_What this task involves_.
Print every line of the listing below word for word, but leave the pictures out.

_Provided entries_.
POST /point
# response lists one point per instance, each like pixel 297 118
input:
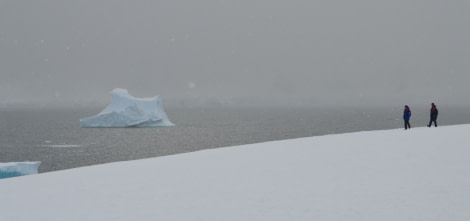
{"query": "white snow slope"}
pixel 419 174
pixel 128 111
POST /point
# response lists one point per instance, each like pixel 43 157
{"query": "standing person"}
pixel 406 117
pixel 433 116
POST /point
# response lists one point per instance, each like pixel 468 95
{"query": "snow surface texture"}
pixel 418 174
pixel 128 111
pixel 15 169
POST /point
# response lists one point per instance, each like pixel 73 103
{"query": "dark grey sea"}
pixel 54 136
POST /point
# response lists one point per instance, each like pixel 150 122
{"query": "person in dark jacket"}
pixel 433 115
pixel 406 117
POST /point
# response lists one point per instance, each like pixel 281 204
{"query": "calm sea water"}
pixel 55 137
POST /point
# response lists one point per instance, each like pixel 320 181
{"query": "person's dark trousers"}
pixel 430 123
pixel 407 124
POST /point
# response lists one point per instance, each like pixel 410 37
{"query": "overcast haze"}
pixel 363 51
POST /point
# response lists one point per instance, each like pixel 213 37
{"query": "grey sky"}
pixel 363 51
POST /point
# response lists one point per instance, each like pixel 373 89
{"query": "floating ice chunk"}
pixel 128 111
pixel 14 169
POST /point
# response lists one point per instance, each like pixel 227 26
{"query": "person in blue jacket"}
pixel 433 117
pixel 406 117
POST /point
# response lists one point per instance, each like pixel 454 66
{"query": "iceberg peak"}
pixel 126 110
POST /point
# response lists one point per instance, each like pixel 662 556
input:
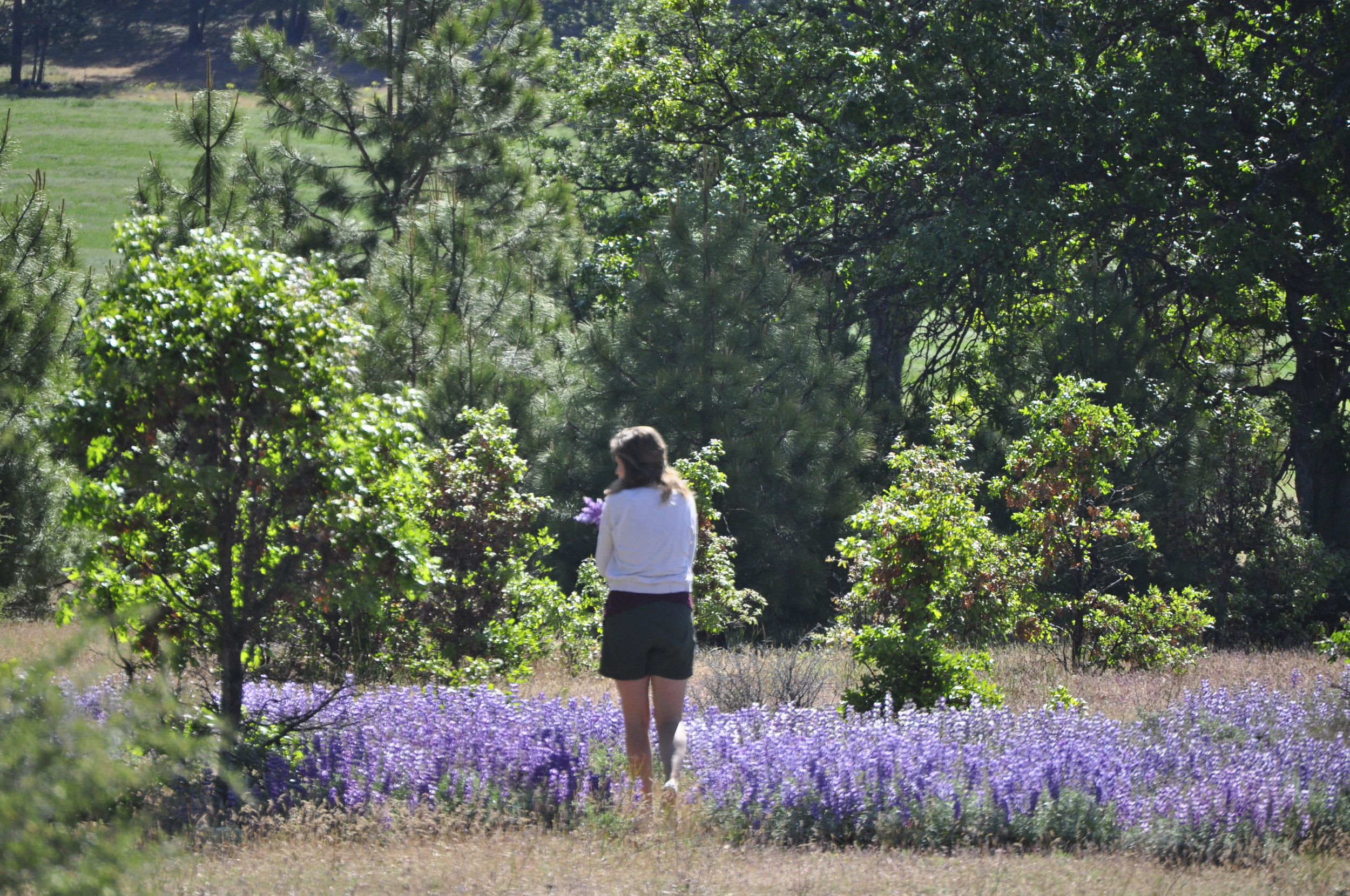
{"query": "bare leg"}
pixel 632 701
pixel 669 703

_Reply_.
POST /point
# response lists one point per instance, each like pixel 297 118
input:
{"query": "white snow slope"}
pixel 419 174
pixel 128 111
POST /point
# response lists one point per instance, each like pixel 43 157
{"query": "standing person"}
pixel 406 117
pixel 433 116
POST /point
# response lists one point per instance, each like pixel 468 95
{"query": "snow surface texture"}
pixel 418 174
pixel 128 111
pixel 15 169
POST /point
# response lists one point per instance, each like pixel 73 103
{"query": "dark grey sea"}
pixel 54 136
POST /point
# response lists one point per instance, each like pixel 150 122
{"query": "person in dark jacket"}
pixel 433 115
pixel 406 117
POST /point
# response lists one point per instance, each like pixel 281 204
{"query": "calm sea water"}
pixel 55 137
POST /point
# response lists one point per instance, each like pixel 320 181
{"query": "person's dark trousers"}
pixel 430 123
pixel 407 124
POST /point
# response lists one point per instance, each like pixel 410 37
{"query": "overcast haze"}
pixel 363 51
POST /point
# response lists one point per instance, each like pixel 213 37
{"query": "grey sky"}
pixel 363 51
POST /point
# response lists one point per instance, each like pixel 373 89
{"query": "floating ice chunk"}
pixel 128 111
pixel 14 169
POST /point
# response lists one point per instance, each like pixel 227 26
{"query": "person in blue jacket"}
pixel 433 117
pixel 406 117
POST /point
# response lists one point per instance, each like pixel 454 66
{"query": "iceberg peak"}
pixel 126 110
POST /point
# response lists one point per instance, each like pixel 662 556
input:
{"query": "bare leg"}
pixel 632 701
pixel 669 703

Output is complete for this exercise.